| TASK DATA |
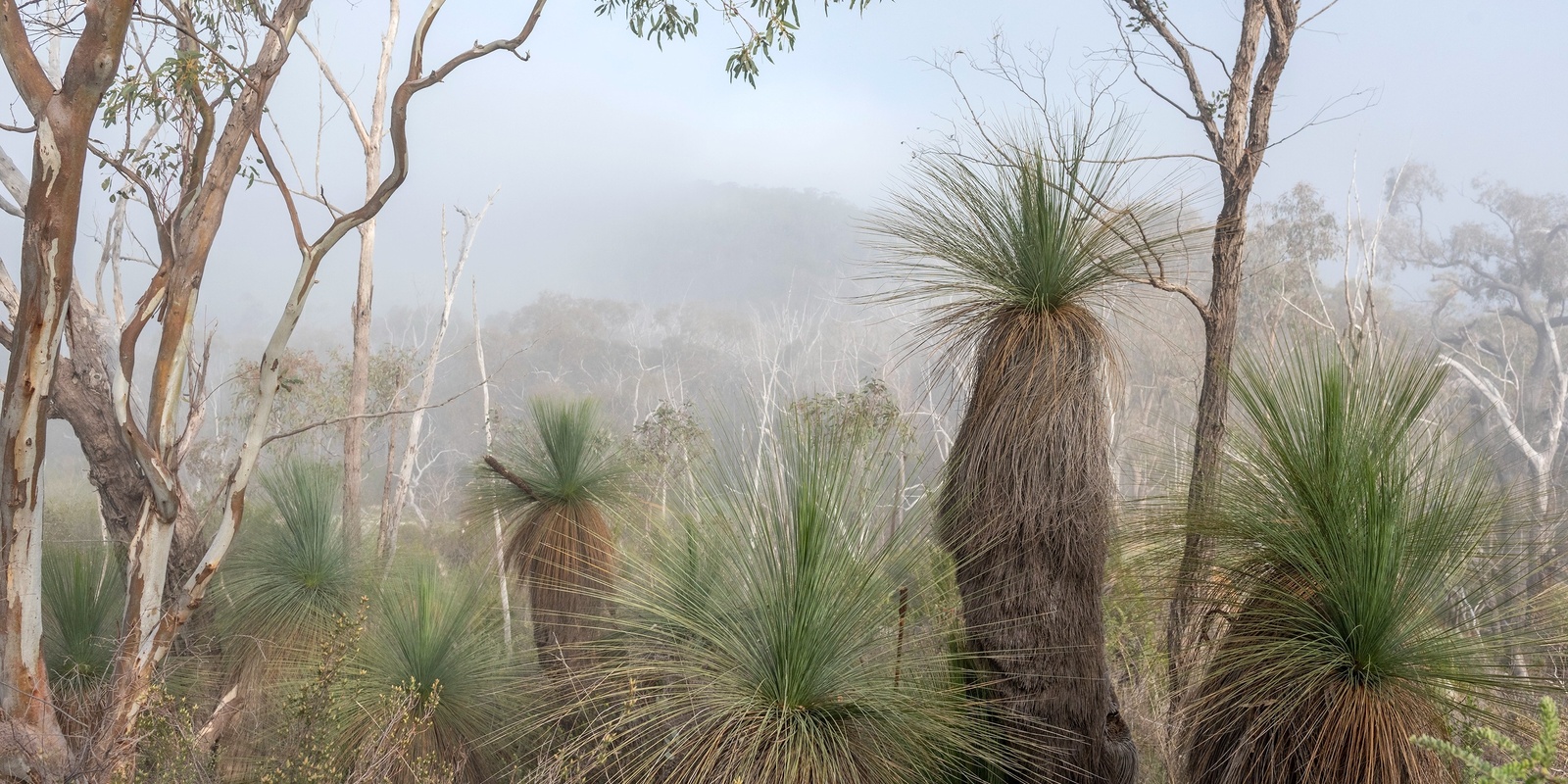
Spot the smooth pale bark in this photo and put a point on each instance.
(151, 623)
(490, 438)
(30, 737)
(1238, 133)
(370, 137)
(392, 510)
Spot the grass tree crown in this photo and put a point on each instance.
(1352, 543)
(1035, 223)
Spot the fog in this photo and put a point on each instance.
(609, 156)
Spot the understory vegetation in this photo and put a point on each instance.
(943, 519)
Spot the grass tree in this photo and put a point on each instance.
(292, 574)
(772, 635)
(436, 637)
(1010, 250)
(83, 598)
(1364, 577)
(557, 486)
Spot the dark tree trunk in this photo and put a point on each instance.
(1214, 399)
(1027, 516)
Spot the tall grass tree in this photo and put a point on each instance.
(1364, 569)
(557, 483)
(1010, 250)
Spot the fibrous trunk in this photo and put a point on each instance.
(1027, 516)
(566, 556)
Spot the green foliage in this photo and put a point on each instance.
(775, 637)
(308, 747)
(762, 25)
(169, 750)
(867, 415)
(436, 640)
(1032, 223)
(83, 596)
(1525, 765)
(1363, 557)
(290, 574)
(568, 459)
(666, 436)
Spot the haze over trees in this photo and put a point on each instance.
(940, 488)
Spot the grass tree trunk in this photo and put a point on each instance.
(1027, 514)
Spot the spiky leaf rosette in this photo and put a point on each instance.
(1008, 253)
(1364, 576)
(83, 596)
(556, 485)
(775, 637)
(290, 576)
(438, 635)
(1034, 224)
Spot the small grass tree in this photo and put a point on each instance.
(772, 635)
(1360, 572)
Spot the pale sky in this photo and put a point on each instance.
(600, 122)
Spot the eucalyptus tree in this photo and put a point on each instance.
(1499, 310)
(1358, 557)
(1010, 250)
(51, 206)
(1236, 122)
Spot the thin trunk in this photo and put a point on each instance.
(490, 438)
(360, 373)
(391, 514)
(386, 537)
(31, 744)
(1219, 328)
(1238, 132)
(151, 632)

| EXERCISE DESCRIPTION |
Edit the lines from the line with "Spot the tall" to the line with "(1236, 122)" by replacing "instance" with "occurrence" and keeping everything else the same. Give back only those lines.

| THE COMPLETED TASK |
Spot the tall grass tree in this photo and put a point on each occurrence.
(1364, 569)
(557, 483)
(1010, 250)
Spot the fibrous trunk in this photo and put a point on each occurrence.
(1027, 516)
(566, 556)
Spot the green foliage in this photo and put a point on each occurrence.
(775, 637)
(308, 747)
(762, 25)
(169, 750)
(867, 415)
(436, 640)
(1032, 223)
(83, 596)
(1525, 765)
(1363, 557)
(290, 574)
(568, 459)
(666, 436)
Spot the haze over trees in this photo and put a point on each occurrence.
(940, 488)
Spot the grass tree trunk in this photo and put a point on each occurrence.
(1027, 514)
Spot the spiky leaf rosette in this photo and put a point on each occurrence.
(1008, 253)
(1364, 576)
(83, 596)
(556, 485)
(775, 637)
(290, 576)
(438, 635)
(1034, 224)
Spot the small grass tree in this photo and put a point on each occurrence.
(772, 635)
(1360, 572)
Spot the pale sky in this photo and put a point on each occurrence.
(600, 122)
Spot the eucalyptus tree in this photo and put a point on each occurrence.
(1499, 310)
(1358, 557)
(1010, 250)
(51, 206)
(1236, 122)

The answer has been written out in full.